## Begin Input for this task
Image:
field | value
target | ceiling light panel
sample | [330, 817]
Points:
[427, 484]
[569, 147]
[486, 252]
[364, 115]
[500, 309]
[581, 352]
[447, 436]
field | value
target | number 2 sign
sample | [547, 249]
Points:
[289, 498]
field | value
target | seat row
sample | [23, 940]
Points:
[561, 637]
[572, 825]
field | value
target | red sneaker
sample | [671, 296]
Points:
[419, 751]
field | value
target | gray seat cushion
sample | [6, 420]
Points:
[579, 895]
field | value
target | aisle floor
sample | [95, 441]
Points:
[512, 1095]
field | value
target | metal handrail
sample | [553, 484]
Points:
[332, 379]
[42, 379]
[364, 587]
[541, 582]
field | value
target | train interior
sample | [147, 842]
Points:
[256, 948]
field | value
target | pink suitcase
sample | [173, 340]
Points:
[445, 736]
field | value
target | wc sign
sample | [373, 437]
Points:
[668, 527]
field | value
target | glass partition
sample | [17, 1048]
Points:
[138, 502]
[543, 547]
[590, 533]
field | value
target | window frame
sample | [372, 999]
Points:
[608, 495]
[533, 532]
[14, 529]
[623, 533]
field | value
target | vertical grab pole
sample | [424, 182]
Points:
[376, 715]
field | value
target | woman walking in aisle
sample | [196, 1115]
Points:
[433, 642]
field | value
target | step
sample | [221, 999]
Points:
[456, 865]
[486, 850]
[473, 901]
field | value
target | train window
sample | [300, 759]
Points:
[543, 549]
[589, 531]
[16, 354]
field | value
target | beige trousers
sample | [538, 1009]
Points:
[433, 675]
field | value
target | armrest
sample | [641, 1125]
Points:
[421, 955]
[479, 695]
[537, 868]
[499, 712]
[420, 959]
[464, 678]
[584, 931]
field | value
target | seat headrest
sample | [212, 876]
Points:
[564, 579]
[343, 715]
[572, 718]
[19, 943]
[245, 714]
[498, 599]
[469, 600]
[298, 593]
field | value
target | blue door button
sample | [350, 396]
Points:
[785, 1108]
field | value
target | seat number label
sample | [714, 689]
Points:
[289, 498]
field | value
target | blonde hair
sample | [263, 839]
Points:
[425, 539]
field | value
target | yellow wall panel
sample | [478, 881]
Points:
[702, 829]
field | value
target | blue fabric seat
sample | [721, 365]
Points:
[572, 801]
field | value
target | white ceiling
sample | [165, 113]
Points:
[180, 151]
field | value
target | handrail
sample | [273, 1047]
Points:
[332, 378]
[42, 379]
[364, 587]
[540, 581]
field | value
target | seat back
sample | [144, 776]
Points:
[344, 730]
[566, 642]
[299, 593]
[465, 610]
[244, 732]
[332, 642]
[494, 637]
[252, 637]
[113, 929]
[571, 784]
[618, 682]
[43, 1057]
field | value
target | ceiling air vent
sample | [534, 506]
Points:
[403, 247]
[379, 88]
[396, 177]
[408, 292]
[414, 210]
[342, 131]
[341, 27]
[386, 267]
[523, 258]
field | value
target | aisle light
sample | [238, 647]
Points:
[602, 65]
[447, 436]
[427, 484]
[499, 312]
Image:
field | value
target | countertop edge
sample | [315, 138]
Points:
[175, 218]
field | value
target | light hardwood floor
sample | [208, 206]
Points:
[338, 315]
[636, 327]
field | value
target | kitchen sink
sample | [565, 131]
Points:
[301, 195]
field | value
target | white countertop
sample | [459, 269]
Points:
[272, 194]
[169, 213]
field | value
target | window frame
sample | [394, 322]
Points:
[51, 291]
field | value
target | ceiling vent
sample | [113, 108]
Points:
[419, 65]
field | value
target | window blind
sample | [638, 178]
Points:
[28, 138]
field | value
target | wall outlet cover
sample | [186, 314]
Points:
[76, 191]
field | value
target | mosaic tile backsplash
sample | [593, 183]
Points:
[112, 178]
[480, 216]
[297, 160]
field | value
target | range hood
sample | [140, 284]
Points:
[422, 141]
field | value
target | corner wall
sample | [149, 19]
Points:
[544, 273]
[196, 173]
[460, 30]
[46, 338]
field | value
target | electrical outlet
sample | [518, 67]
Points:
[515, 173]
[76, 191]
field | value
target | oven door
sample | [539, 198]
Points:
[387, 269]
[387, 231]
## End Input for this task
:: What is asked ::
Using the entries above, please restate each one word for word.

:: Result of this task ::
Image:
field | value
target | ceiling light panel
sample | [330, 817]
Points:
[427, 484]
[569, 147]
[486, 252]
[364, 115]
[500, 309]
[581, 352]
[447, 436]
field | value
target | number 2 sign
sample | [547, 249]
Points:
[289, 498]
field | value
target | seat row
sample | [23, 940]
Points:
[561, 637]
[572, 825]
field | value
target | red sneaker
sample | [671, 296]
Points:
[419, 751]
field | value
target | gray seat cushion
sample | [6, 420]
Points:
[579, 895]
field | value
target | aisle floor
sample | [95, 441]
Points:
[512, 1095]
field | value
target | metal handrail
sample | [553, 484]
Points:
[332, 379]
[42, 379]
[364, 587]
[541, 582]
field | value
target | train interior
sample | [147, 842]
Points:
[256, 948]
field | value
target | pink suitcase
sample | [173, 340]
Points:
[445, 736]
field | value
target | wc sign
sample | [373, 437]
Points:
[668, 527]
field | value
target | glass partition
sample | [17, 1048]
Points:
[138, 502]
[543, 547]
[590, 533]
field | value
target | window frame
sample | [372, 999]
Points:
[608, 495]
[533, 532]
[14, 529]
[623, 533]
field | value
target | vertical grab pole
sample | [424, 182]
Points:
[376, 715]
field | value
target | woman walking in aisle
sample | [196, 1115]
Points:
[433, 642]
field | value
target | step
sample | [221, 999]
Points:
[456, 865]
[486, 850]
[473, 901]
field | value
target | train window
sample | [300, 759]
Points:
[543, 549]
[589, 531]
[16, 354]
field | value
target | beige trousers
sample | [538, 1009]
Points:
[433, 675]
field | value
target | armrest
sample | [641, 1125]
Points:
[421, 955]
[479, 695]
[537, 868]
[499, 712]
[420, 959]
[464, 678]
[584, 931]
field | value
target | seat headrest
sample | [212, 876]
Points:
[564, 579]
[343, 715]
[572, 718]
[19, 943]
[245, 714]
[498, 599]
[469, 600]
[298, 593]
field | value
target | blue door button
sample | [350, 396]
Points:
[785, 1108]
field | value
target | seat number label
sample | [714, 689]
Points:
[289, 498]
field | value
target | blonde hair
sample | [263, 839]
Points:
[425, 539]
field | value
target | yellow wall panel
sample | [478, 881]
Points:
[702, 829]
field | value
target | blue fabric seat
sample | [721, 365]
Points:
[572, 801]
field | value
target | white ceiling
sample | [165, 113]
Points:
[180, 151]
field | value
target | handrail
sample | [273, 1047]
Points:
[332, 378]
[42, 379]
[364, 587]
[540, 581]
field | value
target | seat back
sample | [144, 776]
Points:
[344, 730]
[566, 642]
[299, 593]
[465, 610]
[244, 732]
[332, 642]
[494, 637]
[252, 637]
[113, 929]
[571, 784]
[618, 682]
[43, 1057]
field | value
target | ceiling air vent
sample | [534, 506]
Points:
[403, 247]
[379, 88]
[396, 177]
[408, 292]
[414, 210]
[342, 131]
[341, 27]
[386, 267]
[523, 258]
field | value
target | aisle light
sample | [238, 647]
Points:
[602, 65]
[447, 436]
[427, 484]
[499, 312]
Image:
field | value
target | countertop edge
sample | [315, 138]
Points:
[175, 218]
field | value
target | light hardwood floor
sample | [208, 206]
Points:
[338, 315]
[636, 327]
field | value
target | kitchen sink
sample | [565, 131]
Points:
[301, 195]
field | value
target | white countertop
sample | [459, 269]
Points:
[272, 194]
[169, 213]
field | value
target | window frame
sample | [394, 322]
Points:
[51, 291]
field | value
target | ceiling vent
sample | [113, 108]
Points:
[419, 65]
field | value
target | window blind
sample | [638, 178]
Points:
[28, 138]
field | value
target | wall outlet cover
sample | [186, 314]
Points:
[76, 191]
field | value
target | mosaic tile backsplash
sample | [593, 183]
Points:
[112, 178]
[480, 216]
[297, 160]
field | value
target | range hood
sample | [140, 284]
Points:
[422, 141]
field | value
target | corner wall
sample | [149, 19]
Points:
[544, 273]
[196, 173]
[460, 30]
[46, 338]
field | value
target | electrical outlet
sample | [518, 67]
Points:
[515, 173]
[76, 191]
field | value
target | oven door
sample | [539, 198]
Points:
[387, 269]
[387, 231]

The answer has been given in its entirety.